_DESCRIPTION OF THE TASK_
Move the part of the data that opens with the line containing "of the dead" and closes at the end of the data into your reply. Keep every line in it, and add 42 to each x and y coordinate.

_EXERCISE MATERIAL_
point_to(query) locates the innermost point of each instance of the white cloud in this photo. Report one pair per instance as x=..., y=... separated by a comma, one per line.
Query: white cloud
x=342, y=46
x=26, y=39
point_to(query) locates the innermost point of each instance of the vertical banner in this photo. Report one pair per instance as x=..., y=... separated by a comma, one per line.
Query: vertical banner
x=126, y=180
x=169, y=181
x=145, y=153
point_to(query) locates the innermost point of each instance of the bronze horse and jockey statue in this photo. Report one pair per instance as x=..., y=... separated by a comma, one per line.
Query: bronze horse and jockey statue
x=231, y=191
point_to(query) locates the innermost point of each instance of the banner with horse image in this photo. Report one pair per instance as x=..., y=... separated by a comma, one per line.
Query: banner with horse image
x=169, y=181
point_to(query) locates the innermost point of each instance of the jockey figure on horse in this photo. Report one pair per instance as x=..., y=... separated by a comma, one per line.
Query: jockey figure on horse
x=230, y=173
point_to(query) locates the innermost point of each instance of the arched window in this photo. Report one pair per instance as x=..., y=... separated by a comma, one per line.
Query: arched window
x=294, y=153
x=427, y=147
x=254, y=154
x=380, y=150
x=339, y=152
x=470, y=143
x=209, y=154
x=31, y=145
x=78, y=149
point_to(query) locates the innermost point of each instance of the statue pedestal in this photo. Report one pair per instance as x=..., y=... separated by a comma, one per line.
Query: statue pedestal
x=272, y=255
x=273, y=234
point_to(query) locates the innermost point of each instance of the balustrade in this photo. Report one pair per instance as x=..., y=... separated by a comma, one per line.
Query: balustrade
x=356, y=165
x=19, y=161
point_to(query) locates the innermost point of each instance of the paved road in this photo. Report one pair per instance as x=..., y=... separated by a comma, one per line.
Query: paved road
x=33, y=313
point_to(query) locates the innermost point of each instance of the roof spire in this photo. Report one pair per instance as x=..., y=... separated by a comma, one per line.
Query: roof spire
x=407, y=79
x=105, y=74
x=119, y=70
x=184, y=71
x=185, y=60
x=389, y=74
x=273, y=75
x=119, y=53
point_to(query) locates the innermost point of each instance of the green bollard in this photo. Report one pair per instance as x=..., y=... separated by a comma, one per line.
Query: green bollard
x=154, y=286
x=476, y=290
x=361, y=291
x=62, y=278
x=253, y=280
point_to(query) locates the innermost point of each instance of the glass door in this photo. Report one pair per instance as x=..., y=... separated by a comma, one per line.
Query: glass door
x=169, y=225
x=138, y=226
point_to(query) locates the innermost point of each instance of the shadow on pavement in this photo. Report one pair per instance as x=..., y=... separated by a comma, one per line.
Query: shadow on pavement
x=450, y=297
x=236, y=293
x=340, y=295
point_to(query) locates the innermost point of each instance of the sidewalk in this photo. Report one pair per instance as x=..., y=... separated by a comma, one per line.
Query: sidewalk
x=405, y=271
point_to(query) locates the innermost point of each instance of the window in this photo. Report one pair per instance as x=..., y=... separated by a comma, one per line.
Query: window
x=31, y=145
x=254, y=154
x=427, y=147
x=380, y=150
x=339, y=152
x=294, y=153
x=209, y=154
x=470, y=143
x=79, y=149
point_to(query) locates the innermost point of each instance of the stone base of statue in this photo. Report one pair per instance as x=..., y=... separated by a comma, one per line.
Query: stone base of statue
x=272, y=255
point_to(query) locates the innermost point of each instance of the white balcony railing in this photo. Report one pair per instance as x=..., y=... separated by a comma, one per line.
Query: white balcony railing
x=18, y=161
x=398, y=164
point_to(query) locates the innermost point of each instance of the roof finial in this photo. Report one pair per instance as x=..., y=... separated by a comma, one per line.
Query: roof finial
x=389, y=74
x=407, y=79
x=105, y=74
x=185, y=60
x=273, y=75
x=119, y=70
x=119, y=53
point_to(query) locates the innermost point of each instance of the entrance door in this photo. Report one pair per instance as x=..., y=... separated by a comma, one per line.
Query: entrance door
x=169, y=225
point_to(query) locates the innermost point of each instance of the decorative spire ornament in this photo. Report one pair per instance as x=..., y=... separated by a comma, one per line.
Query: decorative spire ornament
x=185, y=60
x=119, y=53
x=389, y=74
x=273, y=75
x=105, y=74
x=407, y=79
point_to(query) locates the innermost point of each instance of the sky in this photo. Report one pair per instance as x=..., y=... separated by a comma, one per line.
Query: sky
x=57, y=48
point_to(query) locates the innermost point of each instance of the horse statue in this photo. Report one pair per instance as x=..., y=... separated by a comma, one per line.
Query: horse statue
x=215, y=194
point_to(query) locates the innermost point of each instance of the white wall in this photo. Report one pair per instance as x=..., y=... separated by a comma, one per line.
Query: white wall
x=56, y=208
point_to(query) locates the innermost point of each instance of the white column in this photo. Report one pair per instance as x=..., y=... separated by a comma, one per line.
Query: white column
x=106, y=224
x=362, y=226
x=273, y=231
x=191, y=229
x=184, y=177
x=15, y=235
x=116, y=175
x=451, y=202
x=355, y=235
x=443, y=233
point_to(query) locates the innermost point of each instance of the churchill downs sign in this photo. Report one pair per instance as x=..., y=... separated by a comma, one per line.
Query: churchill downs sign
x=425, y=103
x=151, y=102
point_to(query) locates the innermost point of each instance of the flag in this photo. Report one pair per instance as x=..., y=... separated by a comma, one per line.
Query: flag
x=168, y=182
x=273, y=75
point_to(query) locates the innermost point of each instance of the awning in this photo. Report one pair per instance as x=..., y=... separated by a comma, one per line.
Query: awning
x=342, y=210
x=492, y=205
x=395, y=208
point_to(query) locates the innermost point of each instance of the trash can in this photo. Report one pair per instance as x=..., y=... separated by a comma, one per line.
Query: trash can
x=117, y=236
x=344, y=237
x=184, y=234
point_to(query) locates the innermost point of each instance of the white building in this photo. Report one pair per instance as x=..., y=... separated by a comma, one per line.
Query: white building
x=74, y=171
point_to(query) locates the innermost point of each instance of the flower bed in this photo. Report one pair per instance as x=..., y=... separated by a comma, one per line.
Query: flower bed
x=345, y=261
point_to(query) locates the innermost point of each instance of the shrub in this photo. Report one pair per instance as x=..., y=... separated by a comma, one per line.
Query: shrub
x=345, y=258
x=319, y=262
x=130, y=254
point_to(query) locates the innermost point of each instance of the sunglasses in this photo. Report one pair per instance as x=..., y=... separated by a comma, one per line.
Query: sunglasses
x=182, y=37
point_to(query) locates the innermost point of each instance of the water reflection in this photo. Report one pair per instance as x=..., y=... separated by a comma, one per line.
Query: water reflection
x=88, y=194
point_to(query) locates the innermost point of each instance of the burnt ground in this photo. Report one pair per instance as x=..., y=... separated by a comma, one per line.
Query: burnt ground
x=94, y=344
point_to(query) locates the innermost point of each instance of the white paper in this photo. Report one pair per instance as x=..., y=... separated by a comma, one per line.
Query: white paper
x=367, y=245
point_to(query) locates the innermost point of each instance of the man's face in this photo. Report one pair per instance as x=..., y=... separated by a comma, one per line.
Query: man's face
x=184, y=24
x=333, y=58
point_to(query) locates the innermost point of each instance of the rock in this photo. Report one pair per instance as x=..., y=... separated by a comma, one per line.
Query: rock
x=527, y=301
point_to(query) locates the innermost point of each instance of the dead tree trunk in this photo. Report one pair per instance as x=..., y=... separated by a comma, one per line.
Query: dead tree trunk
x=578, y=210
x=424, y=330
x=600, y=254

_OUTPUT OF THE TASK_
point_to(query) locates the innermost point of each instance of the dead tree trunk in this photo. Report one pair per instance as x=..., y=... separated by a comma, one per line.
Query: dead tree trunk
x=620, y=252
x=466, y=372
x=642, y=296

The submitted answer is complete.